Records shown.

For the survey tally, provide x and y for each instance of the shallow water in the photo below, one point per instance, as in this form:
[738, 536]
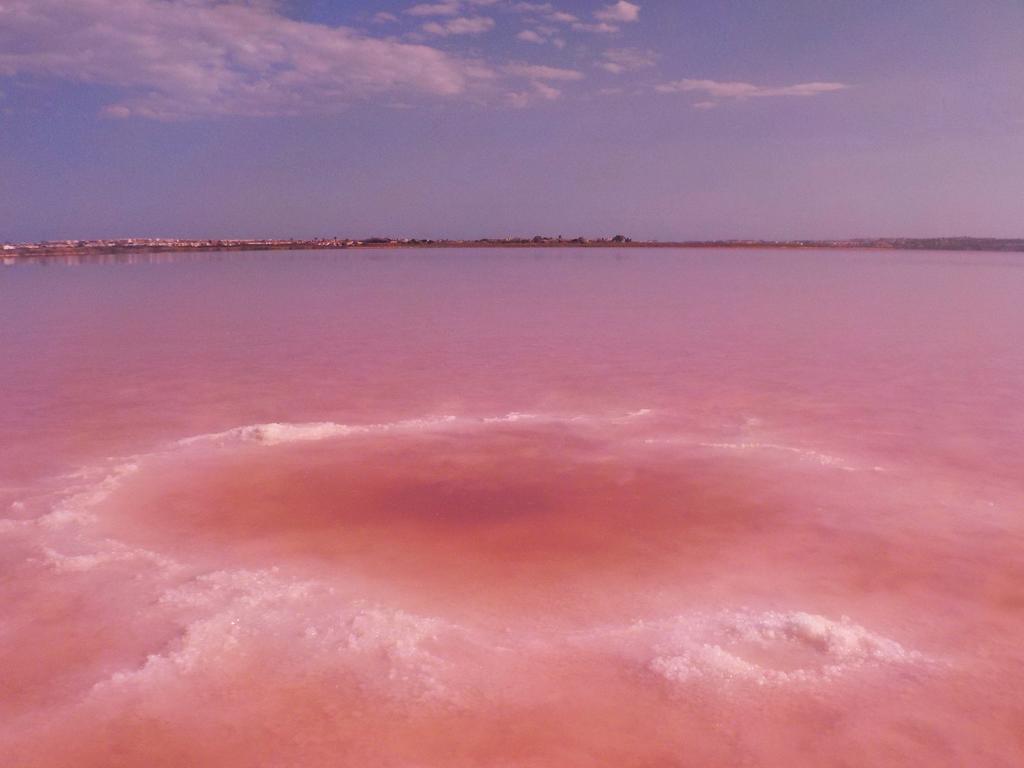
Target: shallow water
[552, 508]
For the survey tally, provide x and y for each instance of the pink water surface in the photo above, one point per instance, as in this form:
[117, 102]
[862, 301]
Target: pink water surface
[513, 508]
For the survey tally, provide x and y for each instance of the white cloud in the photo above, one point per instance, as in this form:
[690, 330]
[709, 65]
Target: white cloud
[717, 91]
[442, 8]
[542, 72]
[460, 26]
[528, 36]
[175, 58]
[602, 28]
[620, 11]
[617, 60]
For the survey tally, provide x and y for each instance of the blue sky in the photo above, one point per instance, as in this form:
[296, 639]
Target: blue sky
[475, 118]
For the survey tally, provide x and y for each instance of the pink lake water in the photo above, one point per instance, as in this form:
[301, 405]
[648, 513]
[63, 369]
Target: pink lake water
[513, 508]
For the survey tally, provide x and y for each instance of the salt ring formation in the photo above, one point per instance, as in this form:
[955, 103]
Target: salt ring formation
[345, 535]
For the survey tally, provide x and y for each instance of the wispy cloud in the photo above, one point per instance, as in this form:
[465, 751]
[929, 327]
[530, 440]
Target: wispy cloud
[716, 91]
[542, 72]
[529, 36]
[621, 11]
[177, 58]
[460, 26]
[443, 8]
[617, 60]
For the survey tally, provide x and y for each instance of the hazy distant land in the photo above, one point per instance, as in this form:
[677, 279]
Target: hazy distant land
[151, 245]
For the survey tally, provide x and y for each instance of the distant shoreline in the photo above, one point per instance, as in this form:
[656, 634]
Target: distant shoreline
[148, 246]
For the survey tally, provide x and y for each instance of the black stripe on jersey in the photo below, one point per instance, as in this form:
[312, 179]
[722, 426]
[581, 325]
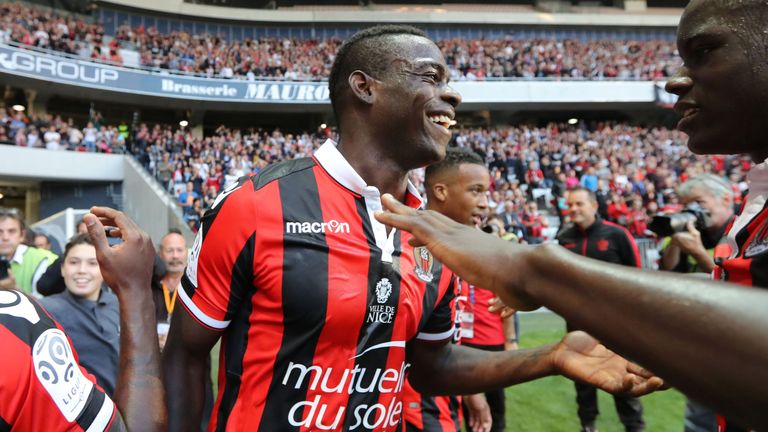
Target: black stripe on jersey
[21, 327]
[430, 415]
[373, 331]
[305, 282]
[279, 170]
[206, 222]
[454, 406]
[93, 406]
[430, 297]
[239, 311]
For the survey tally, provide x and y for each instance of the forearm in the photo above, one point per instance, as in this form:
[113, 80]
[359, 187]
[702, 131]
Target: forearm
[668, 323]
[184, 376]
[464, 370]
[139, 395]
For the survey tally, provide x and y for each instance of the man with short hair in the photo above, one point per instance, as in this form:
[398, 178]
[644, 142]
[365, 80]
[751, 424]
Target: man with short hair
[27, 263]
[323, 309]
[591, 236]
[692, 251]
[42, 241]
[709, 339]
[456, 187]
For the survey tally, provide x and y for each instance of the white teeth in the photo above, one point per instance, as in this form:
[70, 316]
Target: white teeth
[442, 120]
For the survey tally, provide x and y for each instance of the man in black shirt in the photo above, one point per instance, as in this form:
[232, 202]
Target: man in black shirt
[593, 237]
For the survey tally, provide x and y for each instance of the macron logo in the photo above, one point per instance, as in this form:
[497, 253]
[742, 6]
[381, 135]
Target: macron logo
[332, 226]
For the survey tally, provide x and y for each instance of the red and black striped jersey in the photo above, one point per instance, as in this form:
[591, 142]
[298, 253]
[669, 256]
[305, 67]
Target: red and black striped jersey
[431, 413]
[42, 387]
[748, 241]
[437, 413]
[317, 301]
[604, 241]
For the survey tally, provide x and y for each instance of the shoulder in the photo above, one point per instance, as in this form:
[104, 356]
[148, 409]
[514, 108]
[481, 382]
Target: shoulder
[616, 230]
[279, 170]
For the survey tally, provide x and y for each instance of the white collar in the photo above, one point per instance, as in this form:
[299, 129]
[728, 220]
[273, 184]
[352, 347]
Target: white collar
[333, 162]
[18, 256]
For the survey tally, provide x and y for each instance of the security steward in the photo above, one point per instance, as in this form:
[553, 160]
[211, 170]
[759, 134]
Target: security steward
[593, 237]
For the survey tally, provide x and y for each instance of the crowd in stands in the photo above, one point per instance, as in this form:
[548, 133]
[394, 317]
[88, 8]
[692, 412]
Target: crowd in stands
[310, 59]
[634, 170]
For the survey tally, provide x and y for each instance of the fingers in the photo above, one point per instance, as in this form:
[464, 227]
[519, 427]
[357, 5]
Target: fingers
[96, 232]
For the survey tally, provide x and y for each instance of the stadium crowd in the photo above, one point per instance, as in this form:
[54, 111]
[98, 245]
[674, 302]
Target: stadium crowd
[634, 170]
[212, 55]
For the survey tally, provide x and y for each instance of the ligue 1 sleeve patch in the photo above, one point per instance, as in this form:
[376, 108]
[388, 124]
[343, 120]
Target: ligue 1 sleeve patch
[423, 262]
[15, 304]
[59, 374]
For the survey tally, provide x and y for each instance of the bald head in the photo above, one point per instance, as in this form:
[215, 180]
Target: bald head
[173, 252]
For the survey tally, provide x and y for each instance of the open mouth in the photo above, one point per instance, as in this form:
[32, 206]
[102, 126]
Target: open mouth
[442, 120]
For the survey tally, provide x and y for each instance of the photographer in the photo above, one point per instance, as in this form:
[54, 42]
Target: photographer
[691, 251]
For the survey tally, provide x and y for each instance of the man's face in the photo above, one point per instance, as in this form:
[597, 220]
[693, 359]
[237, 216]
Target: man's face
[42, 242]
[11, 236]
[581, 209]
[720, 209]
[416, 106]
[467, 194]
[173, 251]
[723, 84]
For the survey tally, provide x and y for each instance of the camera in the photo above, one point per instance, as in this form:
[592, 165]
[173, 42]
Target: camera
[4, 265]
[666, 225]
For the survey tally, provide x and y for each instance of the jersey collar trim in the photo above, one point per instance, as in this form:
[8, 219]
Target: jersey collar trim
[333, 162]
[18, 256]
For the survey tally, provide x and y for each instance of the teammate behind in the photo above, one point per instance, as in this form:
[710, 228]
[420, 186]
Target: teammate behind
[456, 187]
[707, 338]
[324, 310]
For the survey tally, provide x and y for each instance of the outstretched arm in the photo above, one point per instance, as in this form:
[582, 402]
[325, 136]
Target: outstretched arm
[455, 369]
[669, 323]
[127, 269]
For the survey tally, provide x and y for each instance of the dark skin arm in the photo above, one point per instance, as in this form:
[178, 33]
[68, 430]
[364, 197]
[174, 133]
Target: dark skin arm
[184, 359]
[668, 323]
[454, 369]
[127, 269]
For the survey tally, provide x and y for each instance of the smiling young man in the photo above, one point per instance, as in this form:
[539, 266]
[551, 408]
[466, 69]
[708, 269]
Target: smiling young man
[322, 309]
[707, 338]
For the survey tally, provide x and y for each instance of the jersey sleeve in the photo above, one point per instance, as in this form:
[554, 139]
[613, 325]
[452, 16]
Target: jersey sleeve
[440, 325]
[43, 387]
[215, 281]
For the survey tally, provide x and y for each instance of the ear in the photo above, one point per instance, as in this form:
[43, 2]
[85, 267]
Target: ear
[440, 191]
[361, 84]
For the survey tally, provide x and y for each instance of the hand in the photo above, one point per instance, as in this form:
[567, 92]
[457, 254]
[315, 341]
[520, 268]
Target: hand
[581, 357]
[9, 282]
[475, 256]
[128, 264]
[496, 306]
[689, 241]
[480, 419]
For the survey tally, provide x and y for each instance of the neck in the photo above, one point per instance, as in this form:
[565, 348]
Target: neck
[375, 165]
[172, 280]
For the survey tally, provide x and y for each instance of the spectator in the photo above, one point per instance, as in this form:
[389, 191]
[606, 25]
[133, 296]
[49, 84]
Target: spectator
[27, 263]
[89, 314]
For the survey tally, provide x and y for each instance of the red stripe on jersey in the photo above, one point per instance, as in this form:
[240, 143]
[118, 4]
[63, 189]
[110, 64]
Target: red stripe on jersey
[221, 245]
[346, 307]
[266, 332]
[632, 242]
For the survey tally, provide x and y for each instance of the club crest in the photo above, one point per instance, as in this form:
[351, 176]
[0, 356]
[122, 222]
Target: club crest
[423, 262]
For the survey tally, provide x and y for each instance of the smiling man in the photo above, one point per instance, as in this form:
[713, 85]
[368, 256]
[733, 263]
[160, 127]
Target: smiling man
[323, 310]
[709, 339]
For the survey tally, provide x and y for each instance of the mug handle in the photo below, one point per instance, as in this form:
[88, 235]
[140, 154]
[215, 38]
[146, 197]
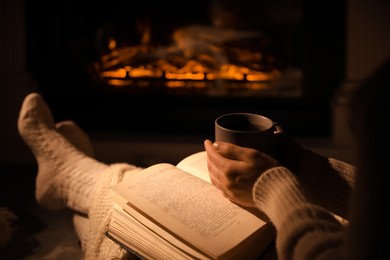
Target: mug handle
[277, 128]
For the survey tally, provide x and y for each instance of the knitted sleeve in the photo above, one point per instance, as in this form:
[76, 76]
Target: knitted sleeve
[304, 230]
[327, 182]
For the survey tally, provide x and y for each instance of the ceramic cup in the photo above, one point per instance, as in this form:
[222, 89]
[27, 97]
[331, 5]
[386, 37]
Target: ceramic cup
[247, 130]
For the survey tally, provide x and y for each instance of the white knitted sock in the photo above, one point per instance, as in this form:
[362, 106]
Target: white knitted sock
[71, 131]
[66, 175]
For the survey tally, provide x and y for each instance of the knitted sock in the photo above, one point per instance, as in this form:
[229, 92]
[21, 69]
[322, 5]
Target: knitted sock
[66, 175]
[71, 131]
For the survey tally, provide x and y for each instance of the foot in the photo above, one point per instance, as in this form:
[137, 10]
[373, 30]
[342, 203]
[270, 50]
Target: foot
[66, 175]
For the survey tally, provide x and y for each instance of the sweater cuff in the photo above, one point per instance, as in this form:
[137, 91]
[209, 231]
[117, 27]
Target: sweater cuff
[277, 192]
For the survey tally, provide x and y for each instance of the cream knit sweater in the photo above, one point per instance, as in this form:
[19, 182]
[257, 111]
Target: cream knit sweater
[304, 230]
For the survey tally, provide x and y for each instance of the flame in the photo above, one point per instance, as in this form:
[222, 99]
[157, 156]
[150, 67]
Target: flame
[179, 67]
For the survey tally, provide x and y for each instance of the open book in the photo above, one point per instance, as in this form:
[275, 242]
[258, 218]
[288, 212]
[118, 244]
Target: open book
[174, 212]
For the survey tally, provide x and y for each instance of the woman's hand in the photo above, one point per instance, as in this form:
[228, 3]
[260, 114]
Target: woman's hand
[234, 169]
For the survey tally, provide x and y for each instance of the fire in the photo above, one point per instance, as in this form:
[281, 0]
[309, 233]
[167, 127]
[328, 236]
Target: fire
[195, 61]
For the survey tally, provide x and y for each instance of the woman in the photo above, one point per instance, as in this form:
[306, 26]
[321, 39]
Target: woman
[300, 195]
[305, 195]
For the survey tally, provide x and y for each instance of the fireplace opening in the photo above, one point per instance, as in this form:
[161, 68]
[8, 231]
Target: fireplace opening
[173, 67]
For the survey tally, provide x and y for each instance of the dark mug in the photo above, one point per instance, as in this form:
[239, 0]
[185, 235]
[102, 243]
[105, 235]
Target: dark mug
[247, 130]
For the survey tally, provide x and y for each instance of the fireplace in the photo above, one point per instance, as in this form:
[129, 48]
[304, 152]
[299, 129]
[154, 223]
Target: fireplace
[172, 67]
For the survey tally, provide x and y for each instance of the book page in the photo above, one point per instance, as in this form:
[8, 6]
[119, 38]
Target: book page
[189, 208]
[196, 164]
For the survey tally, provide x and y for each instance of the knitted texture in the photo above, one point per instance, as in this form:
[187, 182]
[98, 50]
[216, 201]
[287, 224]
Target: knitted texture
[305, 231]
[98, 246]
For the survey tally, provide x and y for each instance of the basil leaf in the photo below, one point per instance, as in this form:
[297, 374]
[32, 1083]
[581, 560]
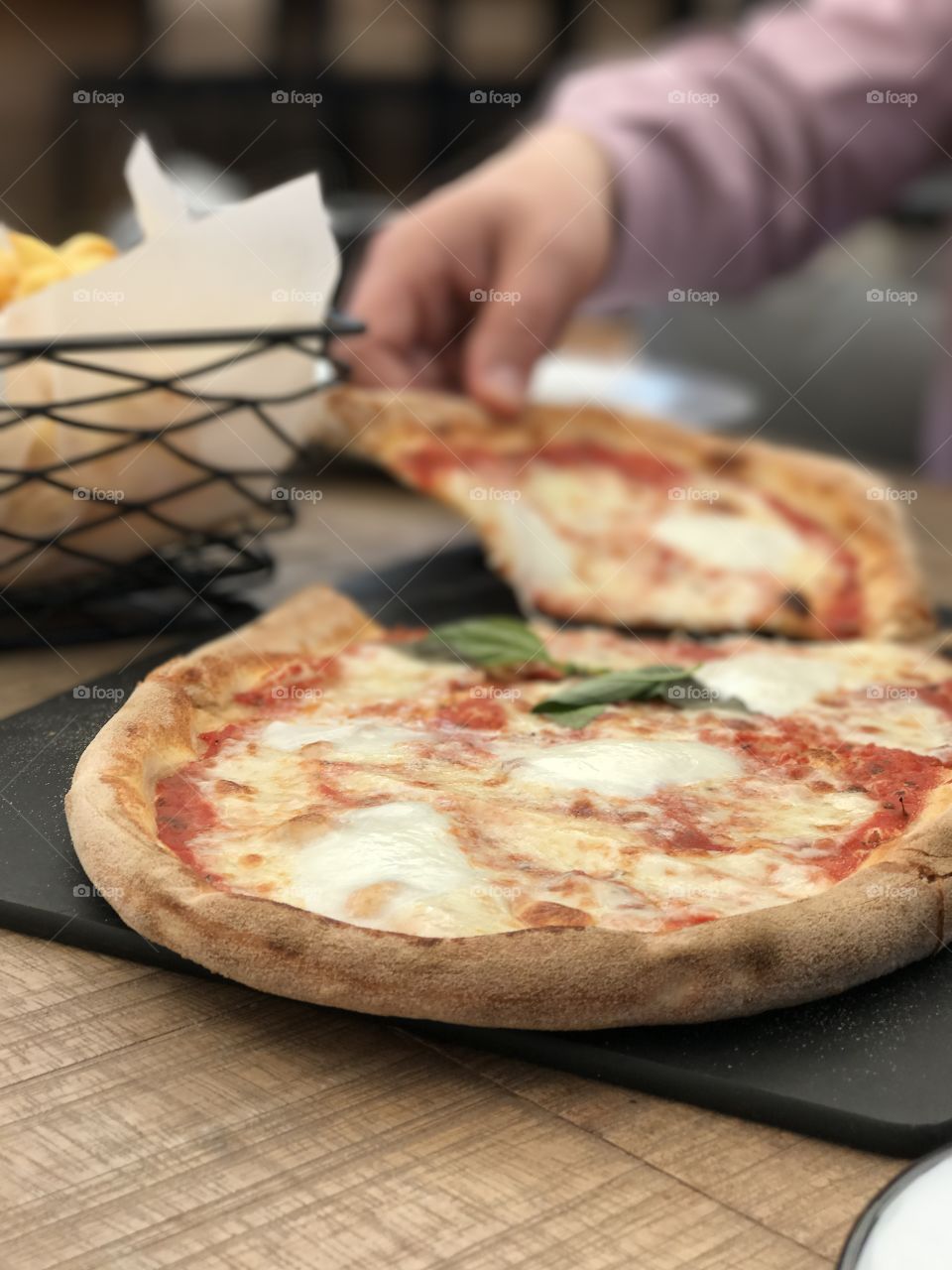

What you should do. Which lines in the listing above contain the string "land"? Report each of them in full.

Expected output.
For the survey tally, provide x and y for each instance of the hazy distant land in the photo above, one point per instance, as in this form:
Target: hazy distant land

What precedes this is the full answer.